-------- Reading passage --------

Like on a blind date, in VUI design you’re working two angles at once—yours and the date’s. You’re trying to get your interests to collude, trying to elicit the best response from him or her, and, of course, all the technical tricks you can ply come into play. You can set the mood for your date with a candlelit dinner at that romantic French restaurant that got four-and-a-half stars and only three dollar signs on some review site you found, and you can set it for your caller with that well-reviewed, natural-sounding text-to-speech engine you found for only 600 dollar signs.

You can buy your date flowers, wear your nice jacket, and build as deep a grammar as humanly possible, but technology and roses without that certain spark means you’re sunk. Even with the best recognition in the world, if you don’t relate to your caller appropriately, then you’ll find your date getting up, splashing the Merlot in your face, and asking to speak to an agent.

Be Descriptive and Distinct

To make it work, what you say matters most. It’s about the questions you ask and how you navigate from them. In finding the right words to ask a domain’s caller (or your date), VUI designers seem to agree on two metrics for good prompt writing for directed dialogue. Prompts have to be descriptive, and they have to be distinct.

Descriptive prompts are immediately understandable to a caller. Susan Hura, vice president of user experience at Product Support Solutions and founder of SpeechUsability, has heard her share of nondescriptive prompts.

“One of my favorite ones that you hear in all kinds of voice systems is account information,” she says. “What the heck is account information? That could be anything about my account!”

It could include dialogues where she changes her address, checks on her account status, or checks on what she has ordered, Hura says. Descriptive prompts, however, narrowly define themselves in unambiguous terms, like order status or address change.

-------- Provided data --------

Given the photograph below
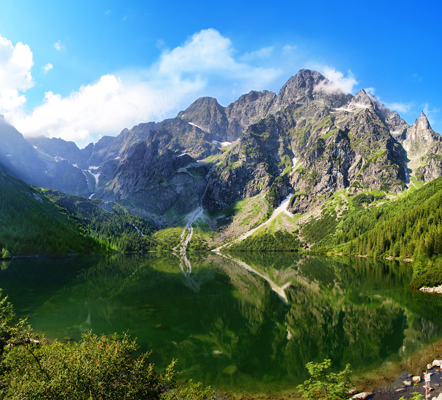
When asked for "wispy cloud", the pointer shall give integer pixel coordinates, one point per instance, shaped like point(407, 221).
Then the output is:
point(59, 46)
point(46, 68)
point(122, 100)
point(15, 74)
point(338, 82)
point(404, 108)
point(257, 54)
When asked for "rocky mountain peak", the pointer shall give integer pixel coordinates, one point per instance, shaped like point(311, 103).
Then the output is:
point(422, 122)
point(365, 99)
point(208, 115)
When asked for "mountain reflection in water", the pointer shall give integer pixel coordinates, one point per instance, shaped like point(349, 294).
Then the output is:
point(242, 321)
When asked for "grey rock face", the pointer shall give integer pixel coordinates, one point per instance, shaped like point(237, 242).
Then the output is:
point(306, 87)
point(208, 115)
point(311, 138)
point(228, 124)
point(247, 110)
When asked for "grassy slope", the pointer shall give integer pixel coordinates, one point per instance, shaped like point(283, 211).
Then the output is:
point(409, 227)
point(31, 224)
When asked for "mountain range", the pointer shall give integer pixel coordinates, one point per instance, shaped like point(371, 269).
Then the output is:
point(225, 169)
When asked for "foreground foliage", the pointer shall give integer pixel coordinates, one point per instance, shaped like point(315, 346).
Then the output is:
point(97, 367)
point(325, 386)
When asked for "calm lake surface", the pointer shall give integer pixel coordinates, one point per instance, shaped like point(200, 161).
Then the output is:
point(243, 322)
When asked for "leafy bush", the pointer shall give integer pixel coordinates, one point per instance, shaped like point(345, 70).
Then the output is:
point(326, 387)
point(97, 367)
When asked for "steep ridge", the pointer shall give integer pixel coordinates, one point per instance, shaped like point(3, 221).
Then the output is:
point(311, 139)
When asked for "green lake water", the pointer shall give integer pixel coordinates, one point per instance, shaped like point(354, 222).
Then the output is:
point(244, 322)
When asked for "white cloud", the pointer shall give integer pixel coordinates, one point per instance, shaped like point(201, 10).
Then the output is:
point(338, 82)
point(105, 107)
point(46, 68)
point(123, 100)
point(400, 107)
point(209, 53)
point(59, 46)
point(265, 52)
point(15, 74)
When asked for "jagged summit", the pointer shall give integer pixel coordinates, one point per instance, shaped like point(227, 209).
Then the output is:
point(313, 137)
point(422, 122)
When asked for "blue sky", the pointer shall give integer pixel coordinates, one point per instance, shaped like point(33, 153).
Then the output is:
point(80, 70)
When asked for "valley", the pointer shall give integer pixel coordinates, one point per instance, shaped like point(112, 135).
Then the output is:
point(308, 217)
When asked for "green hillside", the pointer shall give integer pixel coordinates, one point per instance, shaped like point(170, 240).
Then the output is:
point(31, 224)
point(48, 222)
point(408, 228)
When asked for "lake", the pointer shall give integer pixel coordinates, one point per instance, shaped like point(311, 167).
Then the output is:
point(240, 322)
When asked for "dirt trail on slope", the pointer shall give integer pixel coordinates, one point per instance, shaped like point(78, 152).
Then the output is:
point(282, 208)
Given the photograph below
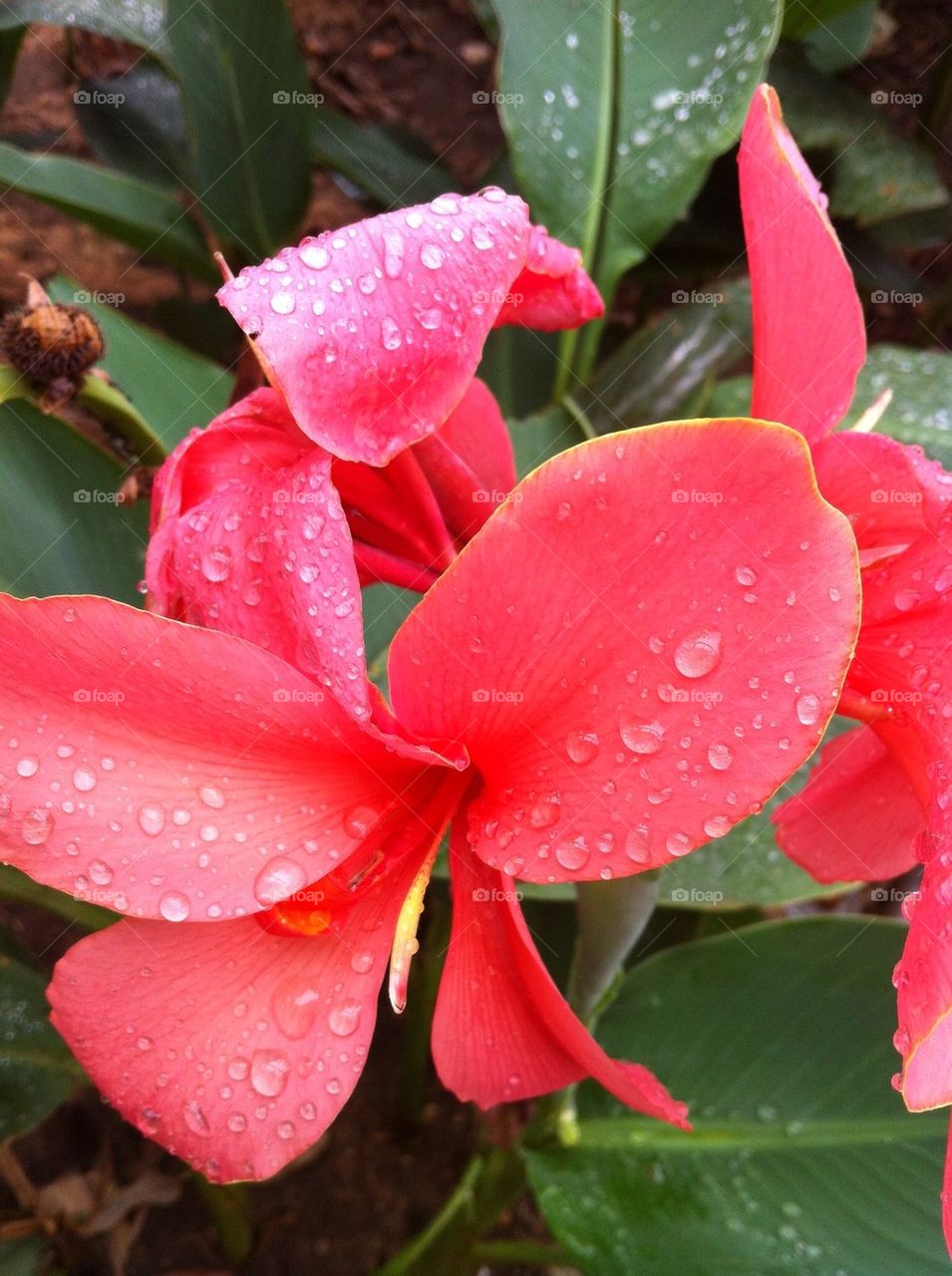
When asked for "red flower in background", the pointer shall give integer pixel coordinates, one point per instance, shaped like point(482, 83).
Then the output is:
point(570, 711)
point(880, 798)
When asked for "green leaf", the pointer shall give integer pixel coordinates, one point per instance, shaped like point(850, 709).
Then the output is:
point(921, 397)
point(37, 1071)
point(392, 168)
point(875, 173)
point(746, 866)
point(246, 101)
point(144, 133)
point(141, 23)
point(614, 115)
point(171, 387)
point(802, 1158)
point(133, 210)
point(60, 527)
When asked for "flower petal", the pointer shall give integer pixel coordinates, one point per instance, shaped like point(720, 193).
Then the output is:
point(373, 332)
point(501, 1030)
point(637, 648)
point(809, 340)
point(250, 538)
point(856, 819)
point(232, 1048)
point(552, 291)
point(173, 773)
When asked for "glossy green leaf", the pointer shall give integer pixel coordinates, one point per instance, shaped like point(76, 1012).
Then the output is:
point(141, 22)
point(391, 168)
point(615, 115)
point(171, 387)
point(802, 1157)
point(37, 1071)
point(144, 133)
point(60, 527)
point(874, 173)
point(249, 112)
point(133, 210)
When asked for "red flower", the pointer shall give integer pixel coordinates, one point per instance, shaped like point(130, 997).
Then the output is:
point(880, 797)
point(573, 712)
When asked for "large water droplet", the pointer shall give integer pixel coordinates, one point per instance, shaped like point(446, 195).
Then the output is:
point(698, 652)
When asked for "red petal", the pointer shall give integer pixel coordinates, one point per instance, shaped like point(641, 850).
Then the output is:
point(232, 1048)
point(501, 1030)
point(249, 537)
point(637, 648)
point(856, 818)
point(809, 340)
point(168, 771)
point(374, 331)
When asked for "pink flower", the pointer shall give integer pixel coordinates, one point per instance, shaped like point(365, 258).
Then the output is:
point(373, 332)
point(880, 798)
point(591, 689)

--------

[Written request 1] In the passage on VUI design, what two qualities must prompts have for directed dialogue?
[Written request 2] Output the lines of the data records from the line with "like point(315, 346)." to the line with "point(282, 208)" as a numbered list, omitting blank lines.

[Finished answer 1] Prompts have to be descriptive and distinct.

[Finished answer 2]
1. When asked for "foreground foliage", the pointer shall give integer pixel coordinates, one point per instance, shaped like point(315, 346).
2. Then the output is:
3. point(97, 367)
4. point(325, 386)
5. When asked for "calm lake surface", the pointer shall give integer pixel coordinates, one point per instance, shaped like point(200, 161).
6. Then the output is:
7. point(243, 322)
8. When asked for "leafy bush", the pointer shall give integer pixel coordinates, one point per instance, shaped like point(345, 70).
9. Then the output is:
10. point(326, 387)
11. point(97, 367)
12. When asked for "steep ridge", the pointer shall give integer pixel coordinates, one point per instance, shaped like point(3, 221).
13. Then the output is:
14. point(311, 139)
15. When asked for "green lake water", the pointer shall give integer pixel coordinates, one point per instance, shaped like point(354, 222).
16. Then the output is:
17. point(244, 322)
18. When asked for "white cloud", the pointer shall give integer pixel coordinates, one point per instance, shaped like point(201, 10).
19. Then the output is:
20. point(338, 82)
21. point(105, 107)
22. point(46, 68)
23. point(123, 100)
24. point(400, 107)
25. point(209, 53)
26. point(59, 46)
27. point(265, 52)
28. point(15, 74)
29. When asked for "jagged summit", the pointer shall give integer pixel coordinates, one point per instance, shaped like point(227, 209).
30. Then the output is:
31. point(313, 137)
32. point(422, 122)
33. When asked for "blue sky", the pointer shall give integer pixel coordinates, one point per instance, shaped like point(33, 153).
34. Then the output is:
35. point(80, 70)
36. When asked for "valley", the pointer shall give integer pixel coordinates, one point per instance, shaped like point(112, 135).
37. Then the output is:
38. point(308, 217)
39. When asked for "green hillside", the pointer shall give integer pixel coordinates, one point per instance, shaped like point(170, 240).
40. Then the output is:
41. point(31, 224)
42. point(48, 222)
43. point(408, 228)
44. When asked for "lake", the pointer shall give integer pixel coordinates, one point per instance, shaped like point(311, 167).
45. Then the output is:
46. point(240, 322)
47. When asked for "dirt trail on slope", the pointer shall give integer pixel coordinates, one point per instance, shaped like point(78, 152).
48. Then the output is:
49. point(282, 208)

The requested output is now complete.